• [To do]:
Scale the rows below, starting with the line that contains "Would you mind picking out the palm" and going on through the line that contains "<point>85,125</point>". Reproduce only those lines, requests included, with every point coordinate in the answers multiplied by 1.1 and rounded to a whole number (halves up), and leave out the pictures.

• [Data for this task]:
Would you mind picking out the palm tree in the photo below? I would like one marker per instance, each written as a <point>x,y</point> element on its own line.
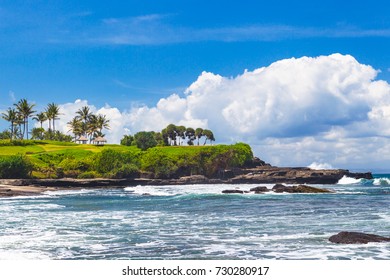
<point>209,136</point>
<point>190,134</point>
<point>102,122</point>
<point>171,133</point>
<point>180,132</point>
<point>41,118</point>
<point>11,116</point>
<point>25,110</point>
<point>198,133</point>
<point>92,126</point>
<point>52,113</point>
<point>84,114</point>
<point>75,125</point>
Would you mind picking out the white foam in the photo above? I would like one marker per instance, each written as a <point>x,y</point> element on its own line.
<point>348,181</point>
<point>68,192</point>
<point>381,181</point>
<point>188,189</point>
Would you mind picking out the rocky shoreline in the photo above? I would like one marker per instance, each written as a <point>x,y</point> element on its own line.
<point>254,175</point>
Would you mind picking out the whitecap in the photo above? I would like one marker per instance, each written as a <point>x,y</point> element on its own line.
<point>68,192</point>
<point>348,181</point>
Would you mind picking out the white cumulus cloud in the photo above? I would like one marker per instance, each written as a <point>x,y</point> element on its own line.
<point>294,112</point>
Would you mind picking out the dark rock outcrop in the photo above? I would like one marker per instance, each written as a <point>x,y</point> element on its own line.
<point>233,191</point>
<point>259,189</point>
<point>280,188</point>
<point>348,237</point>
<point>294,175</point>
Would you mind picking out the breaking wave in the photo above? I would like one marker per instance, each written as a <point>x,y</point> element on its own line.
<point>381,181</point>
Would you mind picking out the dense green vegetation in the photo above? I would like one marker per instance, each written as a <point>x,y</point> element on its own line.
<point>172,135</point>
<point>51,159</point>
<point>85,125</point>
* * *
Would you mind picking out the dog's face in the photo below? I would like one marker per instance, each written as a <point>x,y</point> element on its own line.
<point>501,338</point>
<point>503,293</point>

• [Solved problem]:
Would you mind picking out the palm tree in the photo below? I would like one marker per instance, each written as a <point>x,y</point> element on its own line.
<point>230,150</point>
<point>209,147</point>
<point>112,134</point>
<point>188,146</point>
<point>198,145</point>
<point>45,130</point>
<point>12,128</point>
<point>28,121</point>
<point>218,146</point>
<point>101,139</point>
<point>57,124</point>
<point>92,125</point>
<point>83,138</point>
Would you mind picking out the white foam in the photo above? I would like one marker per instance, each written as a <point>x,y</point> element on its own line.
<point>383,199</point>
<point>75,211</point>
<point>419,199</point>
<point>207,208</point>
Would you mind picking out the rocky shoreline in the photo above? I would like one marker per instance, each written as a <point>x,y</point> element on its own line.
<point>279,193</point>
Would you mind picking out the whitecap in the photo above? I would like one marker per instance, each written as a <point>x,y</point> element on its own line.
<point>75,211</point>
<point>383,199</point>
Would you mind picking out the white cumulus cloud in the photo above? I would like one marker per instance, each written as a <point>x,y</point> element on its own line.
<point>323,123</point>
Would you mind picking out the dark rock outcrop in the photo above? I would like one marker per instance, each written as a <point>x,y</point> element on its own line.
<point>256,210</point>
<point>285,208</point>
<point>308,207</point>
<point>383,261</point>
<point>323,193</point>
Would you mind picking out the breaking wave in the photo above? I would like one marker per instance, each written as a <point>x,y</point> element on its own line.
<point>419,199</point>
Would you mind picking out the dense green vegetation in the photo above? I would like one marker per instance, each written as a <point>x,y</point> element on its own line.
<point>189,149</point>
<point>56,175</point>
<point>94,138</point>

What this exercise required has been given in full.